-- BEGIN Data for the task --
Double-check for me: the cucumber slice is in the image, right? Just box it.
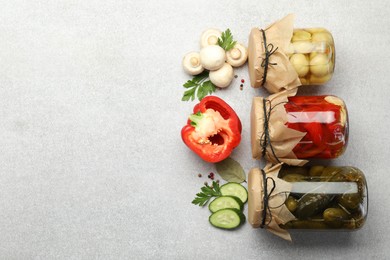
[209,196,244,213]
[209,209,245,229]
[220,182,248,203]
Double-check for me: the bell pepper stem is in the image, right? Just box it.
[188,112,204,127]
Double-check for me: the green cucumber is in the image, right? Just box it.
[220,182,248,203]
[209,196,244,213]
[209,209,245,229]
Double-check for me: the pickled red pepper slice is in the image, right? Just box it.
[284,96,347,158]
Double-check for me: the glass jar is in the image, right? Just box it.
[284,96,348,159]
[248,165,368,237]
[279,166,368,230]
[251,93,348,162]
[287,28,336,85]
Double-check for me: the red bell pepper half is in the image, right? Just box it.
[181,96,242,162]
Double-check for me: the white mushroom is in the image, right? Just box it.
[200,45,226,70]
[292,41,314,54]
[291,30,311,42]
[209,63,234,88]
[200,28,222,48]
[310,53,330,77]
[226,43,248,67]
[290,53,309,78]
[183,51,204,75]
[311,31,333,45]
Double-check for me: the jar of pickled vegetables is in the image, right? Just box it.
[251,93,348,165]
[248,14,336,93]
[287,28,336,85]
[248,164,368,239]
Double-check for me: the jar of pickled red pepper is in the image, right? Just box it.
[251,93,348,165]
[248,164,368,239]
[248,15,336,93]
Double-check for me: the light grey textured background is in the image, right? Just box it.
[0,0,390,259]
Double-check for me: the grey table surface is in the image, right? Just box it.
[0,0,390,259]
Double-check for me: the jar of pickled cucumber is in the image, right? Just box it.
[251,94,348,163]
[248,164,368,241]
[287,28,336,85]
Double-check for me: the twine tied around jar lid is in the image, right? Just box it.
[251,89,307,166]
[260,29,278,87]
[260,169,275,228]
[260,98,287,163]
[248,164,295,241]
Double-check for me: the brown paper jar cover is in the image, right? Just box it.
[248,14,335,93]
[248,164,368,240]
[251,91,349,165]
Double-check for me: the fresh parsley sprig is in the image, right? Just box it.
[218,29,237,51]
[192,181,222,207]
[181,71,216,101]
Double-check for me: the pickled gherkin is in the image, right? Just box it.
[278,166,368,230]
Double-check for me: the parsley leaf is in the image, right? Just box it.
[218,29,237,51]
[181,71,216,101]
[192,181,222,207]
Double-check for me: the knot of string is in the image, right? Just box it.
[260,98,280,163]
[260,29,278,86]
[260,170,275,228]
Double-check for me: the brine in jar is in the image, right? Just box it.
[248,164,368,240]
[284,96,348,159]
[279,166,368,230]
[287,28,336,85]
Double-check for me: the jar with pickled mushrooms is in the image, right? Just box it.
[287,28,336,85]
[248,164,368,239]
[251,93,348,165]
[248,14,336,93]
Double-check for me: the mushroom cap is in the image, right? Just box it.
[310,53,332,77]
[200,28,222,48]
[209,63,234,88]
[226,43,248,67]
[292,41,314,54]
[183,51,204,75]
[200,45,226,70]
[290,53,309,78]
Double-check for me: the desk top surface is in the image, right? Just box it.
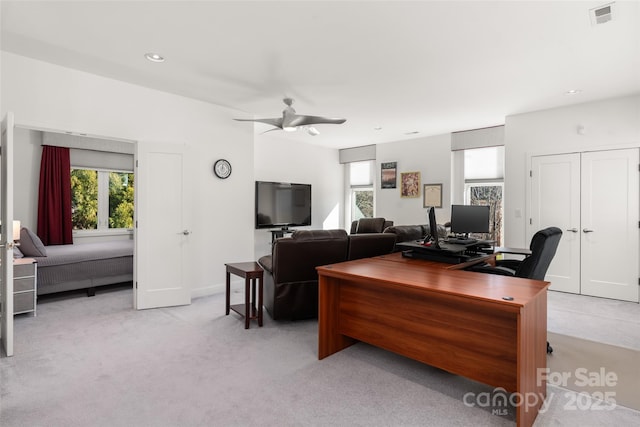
[317,253,549,307]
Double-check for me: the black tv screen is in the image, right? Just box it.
[256,181,311,228]
[451,205,490,234]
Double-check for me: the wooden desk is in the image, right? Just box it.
[318,254,549,426]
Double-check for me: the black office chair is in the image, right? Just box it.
[468,227,562,354]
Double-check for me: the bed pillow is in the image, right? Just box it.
[20,227,47,256]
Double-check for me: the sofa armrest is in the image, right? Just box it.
[258,255,273,274]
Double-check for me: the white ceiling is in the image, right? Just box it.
[1,0,640,148]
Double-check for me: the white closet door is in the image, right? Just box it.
[580,149,640,302]
[527,153,581,293]
[134,142,191,309]
[0,113,14,356]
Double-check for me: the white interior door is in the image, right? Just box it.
[0,113,14,356]
[134,142,191,309]
[580,148,640,302]
[527,153,582,294]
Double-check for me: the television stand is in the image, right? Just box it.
[269,227,296,245]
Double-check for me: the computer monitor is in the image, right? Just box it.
[428,206,440,249]
[451,205,490,235]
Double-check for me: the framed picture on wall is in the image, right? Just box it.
[422,184,442,208]
[400,172,420,197]
[380,162,397,188]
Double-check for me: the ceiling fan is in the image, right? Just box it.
[233,98,347,136]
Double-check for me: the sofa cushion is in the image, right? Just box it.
[347,233,396,260]
[20,227,47,256]
[356,218,384,234]
[291,230,347,241]
[384,225,428,243]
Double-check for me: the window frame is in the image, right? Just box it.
[71,165,135,237]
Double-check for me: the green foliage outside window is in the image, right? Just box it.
[71,169,134,230]
[470,185,502,246]
[71,169,98,230]
[109,172,133,228]
[354,190,373,219]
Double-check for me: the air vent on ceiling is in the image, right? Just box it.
[589,3,614,25]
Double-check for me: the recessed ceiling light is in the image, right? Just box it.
[144,53,164,62]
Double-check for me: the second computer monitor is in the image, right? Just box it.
[451,205,490,235]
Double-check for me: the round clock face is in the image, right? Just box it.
[213,159,231,179]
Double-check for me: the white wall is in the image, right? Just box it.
[0,52,254,296]
[375,134,451,225]
[251,132,344,259]
[504,95,640,247]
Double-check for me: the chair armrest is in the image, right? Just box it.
[496,259,522,271]
[466,264,516,277]
[493,246,531,255]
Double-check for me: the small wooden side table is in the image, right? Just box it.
[225,262,264,329]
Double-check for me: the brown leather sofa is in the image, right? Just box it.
[384,223,449,251]
[258,230,395,320]
[349,218,393,234]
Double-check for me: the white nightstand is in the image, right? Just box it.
[13,258,38,316]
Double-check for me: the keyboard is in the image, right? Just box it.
[445,237,478,245]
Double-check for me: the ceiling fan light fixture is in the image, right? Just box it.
[144,52,164,62]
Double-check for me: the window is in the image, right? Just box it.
[71,168,134,230]
[348,161,375,221]
[464,146,504,246]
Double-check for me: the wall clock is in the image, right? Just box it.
[213,159,231,179]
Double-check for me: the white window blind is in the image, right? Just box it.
[451,126,504,151]
[349,161,373,187]
[339,145,376,163]
[464,146,504,182]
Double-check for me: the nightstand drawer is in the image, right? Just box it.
[13,277,36,292]
[13,263,36,278]
[13,291,35,314]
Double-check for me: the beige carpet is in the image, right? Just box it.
[547,332,640,410]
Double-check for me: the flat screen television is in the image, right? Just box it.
[256,181,311,229]
[451,205,490,235]
[427,206,440,249]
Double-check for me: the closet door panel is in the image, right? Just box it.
[580,149,640,302]
[527,153,581,293]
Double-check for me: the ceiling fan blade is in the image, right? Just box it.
[233,117,282,129]
[290,115,347,126]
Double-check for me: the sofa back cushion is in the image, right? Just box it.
[356,218,384,234]
[384,225,429,243]
[272,230,348,283]
[348,233,396,260]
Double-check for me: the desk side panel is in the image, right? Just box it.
[335,279,518,392]
[516,289,547,426]
[318,274,356,360]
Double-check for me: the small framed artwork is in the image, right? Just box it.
[380,162,397,188]
[400,172,420,197]
[422,184,442,208]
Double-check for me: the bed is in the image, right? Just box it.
[31,240,133,296]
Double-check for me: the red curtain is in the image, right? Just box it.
[37,145,73,245]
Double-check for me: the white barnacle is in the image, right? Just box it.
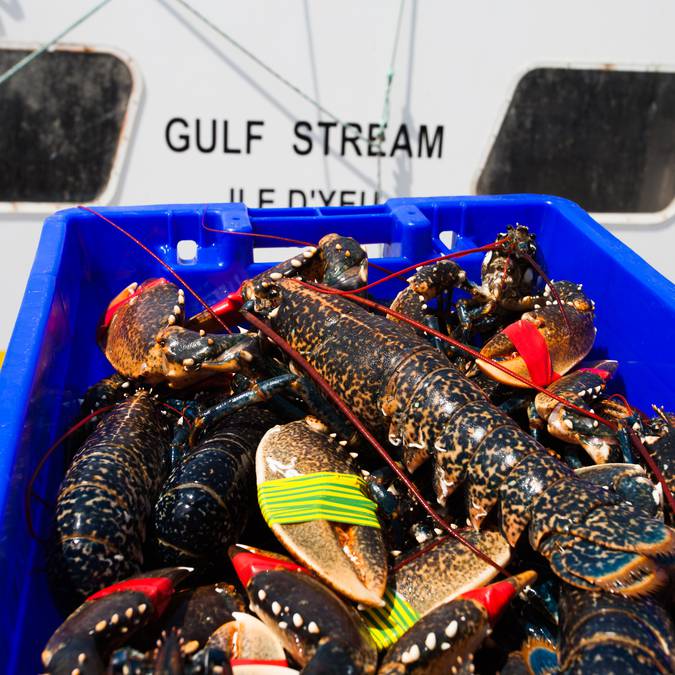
[401,645,420,665]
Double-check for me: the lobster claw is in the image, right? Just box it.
[476,281,596,388]
[256,417,387,606]
[229,545,377,673]
[42,567,192,673]
[378,572,537,675]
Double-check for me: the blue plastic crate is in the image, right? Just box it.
[0,195,675,673]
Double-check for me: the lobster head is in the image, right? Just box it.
[98,279,255,388]
[481,225,537,302]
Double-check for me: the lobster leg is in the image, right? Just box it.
[191,373,296,442]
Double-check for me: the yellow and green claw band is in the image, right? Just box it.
[258,471,380,528]
[361,587,420,651]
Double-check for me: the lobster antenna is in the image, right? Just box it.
[23,405,115,543]
[77,204,232,333]
[391,527,469,573]
[239,308,508,575]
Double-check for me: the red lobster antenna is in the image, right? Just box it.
[77,204,232,333]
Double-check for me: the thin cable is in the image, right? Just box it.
[174,0,386,154]
[0,0,110,87]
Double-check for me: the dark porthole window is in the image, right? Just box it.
[477,68,675,213]
[0,49,134,203]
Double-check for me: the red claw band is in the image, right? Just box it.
[502,319,560,387]
[86,577,173,616]
[211,287,244,320]
[103,277,169,328]
[229,545,310,588]
[459,572,537,625]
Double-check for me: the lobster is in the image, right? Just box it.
[377,572,537,675]
[55,391,168,596]
[230,545,377,675]
[152,407,277,568]
[242,278,675,593]
[256,417,387,606]
[42,567,191,675]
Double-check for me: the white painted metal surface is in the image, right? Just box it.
[0,0,675,349]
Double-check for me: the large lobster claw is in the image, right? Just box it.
[256,417,387,606]
[476,281,596,387]
[42,567,192,673]
[378,572,537,675]
[229,546,377,674]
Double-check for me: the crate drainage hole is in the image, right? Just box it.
[176,239,197,265]
[438,230,457,251]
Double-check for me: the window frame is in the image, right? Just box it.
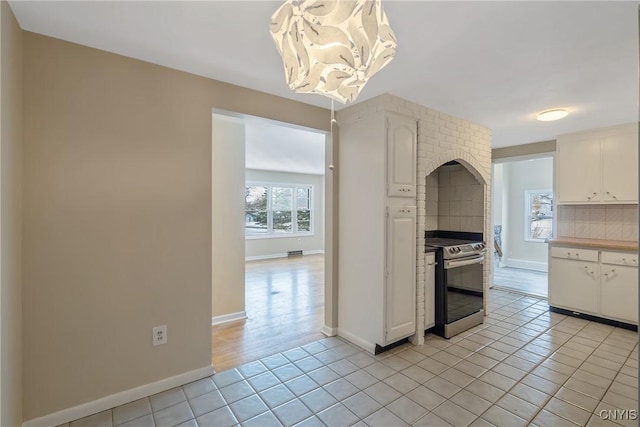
-- END Data for the task --
> **Given instruction**
Please repeat the rows from the line with "Double-check for me: the yellow" up to and including the line with "[0,49,134,203]", replacing "thin cable" with "steel cable" and leaving everything else unchanged.

> **Task output**
Double-check for me: the yellow and green claw band is in the image, right? Just box it.
[258,471,380,528]
[361,587,420,651]
Double-check for me: the lobster antenna is in the image, right? Just box it.
[23,405,115,543]
[77,204,232,333]
[391,527,469,573]
[239,308,508,575]
Double-check for me: the red lobster antenna is in the image, right? Just box it.
[77,204,232,333]
Double-check for me: the steel cable is in the image, right? Just box it.
[174,0,386,154]
[0,0,110,87]
Double-check for me: the dark porthole window is in the image, right? Just box it.
[477,68,675,213]
[0,49,134,203]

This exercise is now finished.